Retype the records word for word, from their beginning through the line containing "A sample in", inclusive. Leave the pictures out of your copy.

→ **Annotation dataset entries**
* BEGIN *
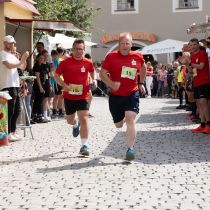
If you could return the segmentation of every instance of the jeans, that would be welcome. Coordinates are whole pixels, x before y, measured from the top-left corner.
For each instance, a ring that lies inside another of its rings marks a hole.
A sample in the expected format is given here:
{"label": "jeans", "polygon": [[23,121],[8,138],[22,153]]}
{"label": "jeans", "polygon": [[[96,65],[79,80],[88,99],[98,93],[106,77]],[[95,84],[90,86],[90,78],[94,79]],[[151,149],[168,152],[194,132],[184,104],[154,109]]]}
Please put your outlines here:
{"label": "jeans", "polygon": [[31,119],[31,94],[25,96],[25,104],[26,104],[26,110],[28,113],[29,120]]}
{"label": "jeans", "polygon": [[8,133],[12,133],[16,131],[16,122],[21,111],[19,88],[4,88],[3,91],[8,91],[12,97],[11,100],[8,100]]}
{"label": "jeans", "polygon": [[158,91],[157,91],[158,96],[163,95],[163,88],[164,88],[164,81],[159,80],[158,81]]}
{"label": "jeans", "polygon": [[152,80],[153,80],[152,76],[146,76],[146,88],[147,88],[148,96],[151,96]]}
* END *
→ **Task result**
If you could return the segmentation of every instance of the jeans, that would be welcome. Coordinates are whole pixels, x before y, measured from the top-left corner.
For each instance, a ring that lies inside another of its rings marks a hole.
A sample in the expected format is given here:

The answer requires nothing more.